[BEGIN GIVEN INFORMATION]

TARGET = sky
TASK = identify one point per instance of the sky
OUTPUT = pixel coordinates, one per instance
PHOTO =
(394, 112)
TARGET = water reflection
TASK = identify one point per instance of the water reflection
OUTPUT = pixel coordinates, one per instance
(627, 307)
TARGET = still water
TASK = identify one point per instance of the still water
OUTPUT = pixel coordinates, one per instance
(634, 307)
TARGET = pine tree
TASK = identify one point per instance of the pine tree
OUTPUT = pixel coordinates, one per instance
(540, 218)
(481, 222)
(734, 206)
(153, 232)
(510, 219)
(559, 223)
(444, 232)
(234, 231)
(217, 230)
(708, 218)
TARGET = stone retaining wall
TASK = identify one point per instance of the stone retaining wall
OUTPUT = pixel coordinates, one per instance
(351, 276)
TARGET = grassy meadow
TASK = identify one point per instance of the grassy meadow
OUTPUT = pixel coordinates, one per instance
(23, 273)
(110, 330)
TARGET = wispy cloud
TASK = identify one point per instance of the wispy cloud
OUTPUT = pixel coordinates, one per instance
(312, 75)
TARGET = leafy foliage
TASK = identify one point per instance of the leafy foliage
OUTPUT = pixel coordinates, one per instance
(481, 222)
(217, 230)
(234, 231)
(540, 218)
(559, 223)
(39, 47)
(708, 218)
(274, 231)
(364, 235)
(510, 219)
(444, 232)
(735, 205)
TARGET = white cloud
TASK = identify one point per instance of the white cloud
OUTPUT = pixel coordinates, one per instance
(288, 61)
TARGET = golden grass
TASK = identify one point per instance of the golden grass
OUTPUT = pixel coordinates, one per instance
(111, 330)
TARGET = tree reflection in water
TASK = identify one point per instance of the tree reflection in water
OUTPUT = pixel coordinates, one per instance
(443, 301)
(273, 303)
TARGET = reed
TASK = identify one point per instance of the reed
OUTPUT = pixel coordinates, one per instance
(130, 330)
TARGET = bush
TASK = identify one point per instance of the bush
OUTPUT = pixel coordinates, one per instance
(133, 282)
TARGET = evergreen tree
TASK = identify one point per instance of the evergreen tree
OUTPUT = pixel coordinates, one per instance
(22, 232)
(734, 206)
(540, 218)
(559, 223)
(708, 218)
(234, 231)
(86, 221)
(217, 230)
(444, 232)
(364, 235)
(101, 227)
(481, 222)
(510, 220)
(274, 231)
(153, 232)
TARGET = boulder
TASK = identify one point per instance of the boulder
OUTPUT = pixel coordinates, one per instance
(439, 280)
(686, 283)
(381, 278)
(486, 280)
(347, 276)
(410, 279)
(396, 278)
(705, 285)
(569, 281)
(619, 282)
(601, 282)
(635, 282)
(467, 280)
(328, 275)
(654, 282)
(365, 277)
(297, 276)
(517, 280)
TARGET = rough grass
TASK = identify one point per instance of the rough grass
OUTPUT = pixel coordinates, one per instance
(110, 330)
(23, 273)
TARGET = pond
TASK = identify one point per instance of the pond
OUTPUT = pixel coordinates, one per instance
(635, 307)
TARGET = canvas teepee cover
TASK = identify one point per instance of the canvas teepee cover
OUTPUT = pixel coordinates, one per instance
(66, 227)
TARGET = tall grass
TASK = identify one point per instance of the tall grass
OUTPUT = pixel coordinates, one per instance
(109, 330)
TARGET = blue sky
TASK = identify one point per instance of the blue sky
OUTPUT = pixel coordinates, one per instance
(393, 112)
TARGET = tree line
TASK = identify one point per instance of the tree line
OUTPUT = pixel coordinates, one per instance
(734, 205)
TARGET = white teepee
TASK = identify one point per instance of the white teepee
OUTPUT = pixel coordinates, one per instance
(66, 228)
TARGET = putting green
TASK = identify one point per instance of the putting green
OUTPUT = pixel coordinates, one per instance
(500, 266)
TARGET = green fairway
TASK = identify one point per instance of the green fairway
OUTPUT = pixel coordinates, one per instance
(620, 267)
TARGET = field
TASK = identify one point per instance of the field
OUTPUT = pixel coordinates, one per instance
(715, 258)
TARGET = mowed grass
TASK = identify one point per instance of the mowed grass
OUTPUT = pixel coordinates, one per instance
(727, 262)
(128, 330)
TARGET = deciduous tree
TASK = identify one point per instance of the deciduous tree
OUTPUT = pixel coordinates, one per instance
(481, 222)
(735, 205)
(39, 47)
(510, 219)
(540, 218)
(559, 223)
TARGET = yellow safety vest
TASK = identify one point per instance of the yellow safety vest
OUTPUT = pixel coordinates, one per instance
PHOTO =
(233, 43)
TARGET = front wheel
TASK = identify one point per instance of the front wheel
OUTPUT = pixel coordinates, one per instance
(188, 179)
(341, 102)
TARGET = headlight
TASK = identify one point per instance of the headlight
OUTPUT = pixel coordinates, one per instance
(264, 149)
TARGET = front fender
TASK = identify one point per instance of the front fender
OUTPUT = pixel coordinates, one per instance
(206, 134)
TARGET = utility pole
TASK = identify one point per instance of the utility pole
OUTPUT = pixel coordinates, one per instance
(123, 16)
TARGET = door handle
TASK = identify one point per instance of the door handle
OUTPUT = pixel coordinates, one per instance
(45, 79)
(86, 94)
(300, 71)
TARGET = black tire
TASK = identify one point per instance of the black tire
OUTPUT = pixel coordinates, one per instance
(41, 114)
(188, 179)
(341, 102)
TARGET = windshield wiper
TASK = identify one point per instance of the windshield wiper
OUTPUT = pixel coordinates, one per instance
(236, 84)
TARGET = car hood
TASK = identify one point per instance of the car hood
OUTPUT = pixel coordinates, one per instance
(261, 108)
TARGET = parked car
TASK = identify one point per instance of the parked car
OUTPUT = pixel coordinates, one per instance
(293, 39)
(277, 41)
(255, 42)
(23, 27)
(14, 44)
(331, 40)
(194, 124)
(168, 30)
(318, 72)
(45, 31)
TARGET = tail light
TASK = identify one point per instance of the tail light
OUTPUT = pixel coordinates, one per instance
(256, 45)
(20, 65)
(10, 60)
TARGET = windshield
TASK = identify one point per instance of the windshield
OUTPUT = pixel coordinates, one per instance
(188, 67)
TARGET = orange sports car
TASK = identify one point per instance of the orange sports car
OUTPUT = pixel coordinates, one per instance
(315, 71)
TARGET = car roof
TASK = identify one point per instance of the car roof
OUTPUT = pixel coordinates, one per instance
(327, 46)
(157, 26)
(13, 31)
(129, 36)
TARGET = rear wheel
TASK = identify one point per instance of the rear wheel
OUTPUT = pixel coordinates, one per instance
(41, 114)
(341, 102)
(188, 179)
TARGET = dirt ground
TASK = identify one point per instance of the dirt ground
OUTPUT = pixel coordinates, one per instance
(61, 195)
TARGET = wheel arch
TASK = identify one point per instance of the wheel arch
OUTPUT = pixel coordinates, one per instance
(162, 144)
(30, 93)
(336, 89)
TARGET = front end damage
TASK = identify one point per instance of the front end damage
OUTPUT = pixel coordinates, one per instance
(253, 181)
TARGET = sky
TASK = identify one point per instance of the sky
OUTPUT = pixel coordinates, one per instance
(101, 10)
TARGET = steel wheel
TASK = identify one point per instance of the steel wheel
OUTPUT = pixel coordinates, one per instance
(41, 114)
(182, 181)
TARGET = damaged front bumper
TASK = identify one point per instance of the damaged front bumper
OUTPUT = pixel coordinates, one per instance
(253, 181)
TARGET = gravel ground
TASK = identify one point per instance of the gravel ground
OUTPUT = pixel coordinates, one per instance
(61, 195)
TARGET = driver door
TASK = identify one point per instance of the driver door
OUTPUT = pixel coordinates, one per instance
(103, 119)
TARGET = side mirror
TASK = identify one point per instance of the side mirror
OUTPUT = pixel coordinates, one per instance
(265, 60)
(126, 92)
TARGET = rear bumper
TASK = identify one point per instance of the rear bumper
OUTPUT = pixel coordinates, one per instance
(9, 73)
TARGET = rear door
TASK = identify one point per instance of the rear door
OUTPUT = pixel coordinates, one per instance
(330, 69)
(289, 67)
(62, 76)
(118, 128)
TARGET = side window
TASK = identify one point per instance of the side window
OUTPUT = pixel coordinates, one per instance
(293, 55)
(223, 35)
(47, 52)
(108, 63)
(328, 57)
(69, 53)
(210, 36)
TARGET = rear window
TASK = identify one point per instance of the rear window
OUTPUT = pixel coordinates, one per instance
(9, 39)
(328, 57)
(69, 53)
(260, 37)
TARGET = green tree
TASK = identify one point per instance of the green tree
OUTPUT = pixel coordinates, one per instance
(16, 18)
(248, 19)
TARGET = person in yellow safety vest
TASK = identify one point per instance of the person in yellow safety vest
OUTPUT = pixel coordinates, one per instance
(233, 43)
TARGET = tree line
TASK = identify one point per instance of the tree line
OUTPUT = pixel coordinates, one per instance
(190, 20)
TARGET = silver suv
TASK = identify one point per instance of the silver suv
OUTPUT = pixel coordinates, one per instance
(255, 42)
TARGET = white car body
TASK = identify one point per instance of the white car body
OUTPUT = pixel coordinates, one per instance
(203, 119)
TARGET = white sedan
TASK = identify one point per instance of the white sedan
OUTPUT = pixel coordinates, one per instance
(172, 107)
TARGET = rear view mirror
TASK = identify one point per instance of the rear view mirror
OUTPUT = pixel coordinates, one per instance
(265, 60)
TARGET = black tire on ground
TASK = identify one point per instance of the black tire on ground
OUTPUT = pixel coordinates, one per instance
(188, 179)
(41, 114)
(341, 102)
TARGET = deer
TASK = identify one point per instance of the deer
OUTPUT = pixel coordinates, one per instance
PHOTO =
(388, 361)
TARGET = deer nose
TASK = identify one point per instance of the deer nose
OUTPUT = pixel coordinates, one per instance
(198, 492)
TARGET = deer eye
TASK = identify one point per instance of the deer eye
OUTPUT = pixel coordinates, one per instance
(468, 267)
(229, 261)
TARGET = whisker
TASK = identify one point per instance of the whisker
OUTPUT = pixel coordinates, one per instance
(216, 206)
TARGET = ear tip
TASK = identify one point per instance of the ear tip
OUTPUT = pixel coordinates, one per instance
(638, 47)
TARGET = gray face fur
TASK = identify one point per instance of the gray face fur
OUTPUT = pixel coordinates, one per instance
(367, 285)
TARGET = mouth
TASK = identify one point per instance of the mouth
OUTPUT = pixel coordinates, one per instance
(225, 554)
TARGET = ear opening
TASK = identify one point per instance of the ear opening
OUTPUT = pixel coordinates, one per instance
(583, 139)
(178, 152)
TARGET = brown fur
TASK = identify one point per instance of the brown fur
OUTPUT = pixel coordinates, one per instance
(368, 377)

[END GIVEN INFORMATION]

Please quote exactly the lines from the one containing "TARGET = black tire on ground" through the last line of the records above, both included, and nothing else.

TASK ANSWER:
TARGET = black tire on ground
TASK = identify one point per instance of the black tire on ground
OUTPUT = pixel coordinates, one per instance
(188, 179)
(41, 114)
(341, 102)
TARGET = deer
TASK = identify one point per instance of the deer
OUTPUT = pixel coordinates, one per instance
PHOTO =
(388, 361)
TARGET = deer nose
TASK = identify one point per instance of the deer nose
OUTPUT = pixel coordinates, one per instance
(198, 492)
TARGET = deer eye
TASK = identify one point per instance of the deer eye
OUTPUT = pixel coordinates, one per instance
(468, 267)
(229, 261)
TARGET = whisker
TASK = identify one point per instance of the whisker
OUTPUT = pixel coordinates, one per instance
(216, 206)
TARGET = ear tip
TASK = identify one point per instance of the ear tip
OUTPUT = pixel coordinates, one per instance
(638, 47)
TARGET = gray face fur
TASK = identify one point per instance of the gray face fur
OUTPUT = pixel coordinates, one per instance
(367, 285)
TARGET = mouth
TASK = identify one point per instance of the mouth
OUTPUT = pixel coordinates, one per instance
(225, 554)
TARGET = ear opening
TASK = identify one point per instance of the ear opening
OUTPUT = pixel coordinates, one per instance
(583, 139)
(178, 152)
TARGET = brown fur
TASK = identify one point per instance of the brown fur
OUTPUT = pixel coordinates, one per instance
(368, 377)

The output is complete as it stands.